Exercise directions>
Once you find the line that contains "Hi there — would you mind finding the electrical", write out that line and every line after it to the end of the records, exactly and with nothing else.

Given data>

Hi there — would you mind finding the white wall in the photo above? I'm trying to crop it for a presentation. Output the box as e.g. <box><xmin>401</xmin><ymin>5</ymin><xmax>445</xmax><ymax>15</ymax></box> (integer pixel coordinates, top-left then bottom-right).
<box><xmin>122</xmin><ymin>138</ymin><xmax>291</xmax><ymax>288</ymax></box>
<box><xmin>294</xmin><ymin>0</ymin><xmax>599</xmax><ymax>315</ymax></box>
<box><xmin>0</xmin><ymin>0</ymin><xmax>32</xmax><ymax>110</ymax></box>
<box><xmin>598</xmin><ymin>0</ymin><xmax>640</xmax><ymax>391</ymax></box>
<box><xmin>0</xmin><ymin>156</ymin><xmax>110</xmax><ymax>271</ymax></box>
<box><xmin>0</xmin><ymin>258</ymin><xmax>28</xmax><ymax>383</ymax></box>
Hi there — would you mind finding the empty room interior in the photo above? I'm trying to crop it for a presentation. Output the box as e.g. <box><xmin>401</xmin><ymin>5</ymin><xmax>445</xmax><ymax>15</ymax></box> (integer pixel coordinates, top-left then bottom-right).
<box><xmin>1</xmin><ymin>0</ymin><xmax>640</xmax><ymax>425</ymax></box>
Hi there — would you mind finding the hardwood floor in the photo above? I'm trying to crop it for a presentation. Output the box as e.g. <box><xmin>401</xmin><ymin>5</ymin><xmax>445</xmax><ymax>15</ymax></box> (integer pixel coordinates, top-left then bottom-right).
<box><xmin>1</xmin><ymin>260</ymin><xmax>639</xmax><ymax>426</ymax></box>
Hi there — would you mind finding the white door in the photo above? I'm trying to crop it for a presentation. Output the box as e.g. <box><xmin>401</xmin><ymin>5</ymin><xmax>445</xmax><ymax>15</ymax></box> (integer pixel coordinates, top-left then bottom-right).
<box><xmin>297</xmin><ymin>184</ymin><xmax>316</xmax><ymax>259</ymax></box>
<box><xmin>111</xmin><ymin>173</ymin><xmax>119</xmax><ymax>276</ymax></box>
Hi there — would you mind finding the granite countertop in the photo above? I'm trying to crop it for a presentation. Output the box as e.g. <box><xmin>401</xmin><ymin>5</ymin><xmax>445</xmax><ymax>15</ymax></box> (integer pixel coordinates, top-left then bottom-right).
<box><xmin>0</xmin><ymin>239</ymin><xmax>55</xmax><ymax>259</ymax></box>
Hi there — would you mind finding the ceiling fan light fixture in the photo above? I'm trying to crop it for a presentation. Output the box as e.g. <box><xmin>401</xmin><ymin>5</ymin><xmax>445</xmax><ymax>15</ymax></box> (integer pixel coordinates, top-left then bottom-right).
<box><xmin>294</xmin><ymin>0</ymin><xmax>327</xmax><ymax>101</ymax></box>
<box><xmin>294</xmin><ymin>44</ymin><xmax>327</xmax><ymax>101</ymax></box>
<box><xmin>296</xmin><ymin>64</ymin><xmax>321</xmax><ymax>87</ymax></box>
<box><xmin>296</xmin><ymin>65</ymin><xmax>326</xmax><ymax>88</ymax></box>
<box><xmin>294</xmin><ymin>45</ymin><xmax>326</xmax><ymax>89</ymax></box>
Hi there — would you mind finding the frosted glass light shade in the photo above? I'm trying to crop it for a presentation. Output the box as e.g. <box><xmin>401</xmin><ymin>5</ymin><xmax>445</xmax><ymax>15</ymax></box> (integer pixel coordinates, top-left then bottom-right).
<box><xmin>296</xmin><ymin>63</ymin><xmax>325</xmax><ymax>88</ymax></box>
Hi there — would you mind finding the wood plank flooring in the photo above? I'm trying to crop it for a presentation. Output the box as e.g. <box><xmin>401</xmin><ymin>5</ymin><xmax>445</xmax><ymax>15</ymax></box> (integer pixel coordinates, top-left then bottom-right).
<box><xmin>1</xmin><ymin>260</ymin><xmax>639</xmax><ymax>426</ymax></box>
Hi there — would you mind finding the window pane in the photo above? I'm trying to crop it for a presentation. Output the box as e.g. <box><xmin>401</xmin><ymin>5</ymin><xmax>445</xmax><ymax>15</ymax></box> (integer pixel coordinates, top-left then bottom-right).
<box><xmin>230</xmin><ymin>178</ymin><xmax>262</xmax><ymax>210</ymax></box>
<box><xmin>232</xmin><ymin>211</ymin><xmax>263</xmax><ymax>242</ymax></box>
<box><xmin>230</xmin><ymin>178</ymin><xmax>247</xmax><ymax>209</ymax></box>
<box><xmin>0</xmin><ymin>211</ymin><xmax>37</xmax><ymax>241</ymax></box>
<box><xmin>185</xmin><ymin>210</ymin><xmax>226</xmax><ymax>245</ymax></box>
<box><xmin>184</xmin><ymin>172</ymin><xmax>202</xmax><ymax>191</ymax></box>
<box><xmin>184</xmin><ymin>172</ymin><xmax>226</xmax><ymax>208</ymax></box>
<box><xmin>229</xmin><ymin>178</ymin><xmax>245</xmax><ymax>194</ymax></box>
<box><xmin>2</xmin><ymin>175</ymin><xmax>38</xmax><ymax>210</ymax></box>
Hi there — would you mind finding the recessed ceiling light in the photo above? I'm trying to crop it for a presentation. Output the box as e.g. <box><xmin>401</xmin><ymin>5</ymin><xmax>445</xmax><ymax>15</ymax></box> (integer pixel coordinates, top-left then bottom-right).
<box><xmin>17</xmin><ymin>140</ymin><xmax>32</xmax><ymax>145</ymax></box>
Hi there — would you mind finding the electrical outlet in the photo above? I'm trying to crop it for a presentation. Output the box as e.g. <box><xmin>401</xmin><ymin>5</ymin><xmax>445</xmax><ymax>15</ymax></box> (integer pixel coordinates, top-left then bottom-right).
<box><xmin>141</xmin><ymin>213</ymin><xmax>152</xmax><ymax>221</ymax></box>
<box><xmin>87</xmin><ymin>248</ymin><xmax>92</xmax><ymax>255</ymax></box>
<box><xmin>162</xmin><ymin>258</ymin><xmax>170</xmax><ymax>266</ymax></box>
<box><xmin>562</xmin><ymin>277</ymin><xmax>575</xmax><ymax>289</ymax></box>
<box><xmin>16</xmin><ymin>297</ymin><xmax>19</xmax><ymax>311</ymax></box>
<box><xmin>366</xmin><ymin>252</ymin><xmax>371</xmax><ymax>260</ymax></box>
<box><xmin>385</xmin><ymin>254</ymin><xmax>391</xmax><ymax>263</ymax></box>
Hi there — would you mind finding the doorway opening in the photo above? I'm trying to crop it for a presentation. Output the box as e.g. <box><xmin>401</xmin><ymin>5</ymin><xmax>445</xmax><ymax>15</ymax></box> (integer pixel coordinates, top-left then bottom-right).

Task answer>
Hi there — would you mind finding the electrical outlet in the photo above? I'm trying to crop it for a presentation. Output the box as e.g. <box><xmin>401</xmin><ymin>5</ymin><xmax>445</xmax><ymax>15</ymax></box> (integer pixel coordinates, top-left then bottom-right).
<box><xmin>141</xmin><ymin>213</ymin><xmax>152</xmax><ymax>221</ymax></box>
<box><xmin>87</xmin><ymin>248</ymin><xmax>92</xmax><ymax>255</ymax></box>
<box><xmin>162</xmin><ymin>258</ymin><xmax>170</xmax><ymax>266</ymax></box>
<box><xmin>562</xmin><ymin>277</ymin><xmax>575</xmax><ymax>289</ymax></box>
<box><xmin>16</xmin><ymin>297</ymin><xmax>19</xmax><ymax>311</ymax></box>
<box><xmin>366</xmin><ymin>252</ymin><xmax>371</xmax><ymax>260</ymax></box>
<box><xmin>385</xmin><ymin>254</ymin><xmax>391</xmax><ymax>263</ymax></box>
Hi there — would you mind finding the doorway opening in the photo above? I'm trying to crop it for a presentation. Output the box as e.g. <box><xmin>401</xmin><ymin>5</ymin><xmax>445</xmax><ymax>15</ymax></box> (integer pixel coordinates, top-left then bottom-right).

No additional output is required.